*Aim:* You are to retype all of the data exactly as it appears.
[begin Source records]
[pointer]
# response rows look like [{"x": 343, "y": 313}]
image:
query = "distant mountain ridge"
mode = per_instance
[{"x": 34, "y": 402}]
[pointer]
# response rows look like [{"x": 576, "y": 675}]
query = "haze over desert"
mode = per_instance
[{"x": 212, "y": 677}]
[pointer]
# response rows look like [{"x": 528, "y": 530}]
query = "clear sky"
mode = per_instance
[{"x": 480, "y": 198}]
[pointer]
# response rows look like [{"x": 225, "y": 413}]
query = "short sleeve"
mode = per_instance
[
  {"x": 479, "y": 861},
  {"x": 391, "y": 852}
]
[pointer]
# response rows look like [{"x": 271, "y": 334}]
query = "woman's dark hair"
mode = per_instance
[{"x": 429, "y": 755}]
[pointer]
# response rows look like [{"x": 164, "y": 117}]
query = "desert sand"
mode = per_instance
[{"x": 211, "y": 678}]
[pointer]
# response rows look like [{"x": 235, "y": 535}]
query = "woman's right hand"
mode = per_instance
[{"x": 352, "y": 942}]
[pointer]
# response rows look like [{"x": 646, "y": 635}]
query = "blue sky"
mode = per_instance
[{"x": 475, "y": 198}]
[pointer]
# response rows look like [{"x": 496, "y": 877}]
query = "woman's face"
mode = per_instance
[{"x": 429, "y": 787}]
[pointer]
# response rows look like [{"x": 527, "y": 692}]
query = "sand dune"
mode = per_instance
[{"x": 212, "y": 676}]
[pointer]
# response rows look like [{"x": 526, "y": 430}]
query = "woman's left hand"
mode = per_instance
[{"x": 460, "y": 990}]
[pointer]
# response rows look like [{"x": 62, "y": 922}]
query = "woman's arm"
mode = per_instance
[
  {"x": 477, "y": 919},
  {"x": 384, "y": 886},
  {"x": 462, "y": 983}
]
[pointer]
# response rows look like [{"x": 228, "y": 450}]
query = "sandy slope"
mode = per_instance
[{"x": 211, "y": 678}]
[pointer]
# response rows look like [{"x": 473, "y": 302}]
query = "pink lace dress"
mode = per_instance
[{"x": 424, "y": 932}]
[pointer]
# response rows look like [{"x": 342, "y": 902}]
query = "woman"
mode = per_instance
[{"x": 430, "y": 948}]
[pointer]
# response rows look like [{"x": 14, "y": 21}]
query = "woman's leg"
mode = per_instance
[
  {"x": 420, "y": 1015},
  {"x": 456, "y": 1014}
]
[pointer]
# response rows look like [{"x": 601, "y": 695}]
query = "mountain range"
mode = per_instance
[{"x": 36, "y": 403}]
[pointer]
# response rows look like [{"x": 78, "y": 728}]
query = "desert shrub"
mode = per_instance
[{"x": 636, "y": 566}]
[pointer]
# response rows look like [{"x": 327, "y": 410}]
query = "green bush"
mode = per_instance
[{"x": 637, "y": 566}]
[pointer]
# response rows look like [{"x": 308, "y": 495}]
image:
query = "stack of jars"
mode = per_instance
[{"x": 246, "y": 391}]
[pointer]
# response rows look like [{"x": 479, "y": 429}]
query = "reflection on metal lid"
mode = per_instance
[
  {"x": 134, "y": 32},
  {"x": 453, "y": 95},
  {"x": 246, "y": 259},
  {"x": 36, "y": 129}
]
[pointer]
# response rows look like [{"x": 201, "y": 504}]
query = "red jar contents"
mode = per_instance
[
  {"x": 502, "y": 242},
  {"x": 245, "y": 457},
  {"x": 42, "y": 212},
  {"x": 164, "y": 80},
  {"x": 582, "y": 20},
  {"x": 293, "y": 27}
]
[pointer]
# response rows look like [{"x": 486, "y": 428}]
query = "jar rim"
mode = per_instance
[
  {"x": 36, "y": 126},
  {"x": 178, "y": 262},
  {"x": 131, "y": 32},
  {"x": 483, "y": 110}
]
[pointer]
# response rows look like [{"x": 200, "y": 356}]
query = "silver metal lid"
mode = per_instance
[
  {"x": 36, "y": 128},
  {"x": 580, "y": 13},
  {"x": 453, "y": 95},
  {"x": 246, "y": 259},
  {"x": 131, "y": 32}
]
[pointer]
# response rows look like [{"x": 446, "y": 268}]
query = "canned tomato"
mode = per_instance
[end Source records]
*Exercise solution:*
[pointer]
# response rows look like [{"x": 343, "y": 313}]
image:
query = "distant mountain ridge"
mode = per_instance
[{"x": 34, "y": 402}]
[pointer]
# response rows look like [{"x": 576, "y": 675}]
query = "haze over desert"
mode = per_instance
[{"x": 212, "y": 677}]
[pointer]
# response rows look like [{"x": 528, "y": 530}]
query = "clear sky"
mode = per_instance
[{"x": 480, "y": 198}]
[pointer]
# response rows look like [{"x": 225, "y": 413}]
query = "short sleeve"
mode = per_instance
[
  {"x": 479, "y": 861},
  {"x": 391, "y": 852}
]
[pointer]
# response rows look like [{"x": 271, "y": 334}]
query = "woman's dark hair"
mode = per_instance
[{"x": 429, "y": 755}]
[pointer]
# response rows look like [{"x": 164, "y": 117}]
query = "desert sand"
mode = per_instance
[{"x": 211, "y": 678}]
[pointer]
# response rows look like [{"x": 235, "y": 535}]
query = "woman's right hand"
mode = per_instance
[{"x": 352, "y": 942}]
[pointer]
# response rows look like [{"x": 646, "y": 635}]
query = "blue sky"
mode = per_instance
[{"x": 475, "y": 198}]
[pointer]
# response rows look like [{"x": 496, "y": 877}]
query = "woman's face"
mode = per_instance
[{"x": 429, "y": 787}]
[pointer]
# response rows look like [{"x": 527, "y": 692}]
query = "sand dune"
mode = per_instance
[{"x": 212, "y": 676}]
[pointer]
# response rows look like [{"x": 526, "y": 430}]
query = "woman's left hand"
mode = per_instance
[{"x": 460, "y": 990}]
[pointer]
# response rows look like [{"x": 62, "y": 922}]
query = "woman's arm"
mode = per_instance
[
  {"x": 477, "y": 919},
  {"x": 384, "y": 886},
  {"x": 462, "y": 983}
]
[pointer]
# response rows look like [{"x": 228, "y": 450}]
query = "sandy slope"
mode = per_instance
[{"x": 211, "y": 678}]
[pointer]
# response rows look like [{"x": 473, "y": 302}]
query = "pink lace dress"
mode = per_instance
[{"x": 424, "y": 932}]
[pointer]
# response rows look like [{"x": 342, "y": 902}]
query = "woman"
mode = per_instance
[{"x": 430, "y": 948}]
[pointer]
# response rows look like [{"x": 14, "y": 21}]
query = "woman's leg"
mode = per_instance
[
  {"x": 420, "y": 1015},
  {"x": 456, "y": 1014}
]
[pointer]
# response rows look like [{"x": 601, "y": 695}]
query = "mountain range"
mode = per_instance
[{"x": 36, "y": 403}]
[pointer]
# response rows look like [{"x": 78, "y": 728}]
query = "desert shrub"
mode = per_instance
[{"x": 636, "y": 566}]
[pointer]
# response rows look like [{"x": 327, "y": 410}]
query = "green bush"
mode = per_instance
[{"x": 637, "y": 566}]
[pointer]
# response rows look like [{"x": 308, "y": 495}]
image:
query = "stack of jars"
mode = per_instance
[{"x": 246, "y": 391}]
[pointer]
# response rows look like [{"x": 479, "y": 429}]
query = "reflection on metal lid"
mode = per_instance
[
  {"x": 134, "y": 32},
  {"x": 453, "y": 95},
  {"x": 246, "y": 259},
  {"x": 36, "y": 129}
]
[pointer]
# response rows look like [{"x": 201, "y": 504}]
query = "red jar contents"
mode = per_instance
[
  {"x": 502, "y": 242},
  {"x": 245, "y": 457},
  {"x": 42, "y": 212},
  {"x": 164, "y": 80},
  {"x": 582, "y": 20},
  {"x": 293, "y": 27}
]
[pointer]
# response rows look like [{"x": 486, "y": 428}]
query = "jar rim"
mode = per_instance
[
  {"x": 36, "y": 126},
  {"x": 178, "y": 262},
  {"x": 131, "y": 32},
  {"x": 483, "y": 110}
]
[pointer]
# response rows look like [{"x": 200, "y": 356}]
query = "silver metal lid"
mode = per_instance
[
  {"x": 36, "y": 128},
  {"x": 580, "y": 13},
  {"x": 453, "y": 95},
  {"x": 246, "y": 259},
  {"x": 131, "y": 32}
]
[pointer]
# response rows look like [{"x": 446, "y": 268}]
query = "canned tomato"
mode = per_instance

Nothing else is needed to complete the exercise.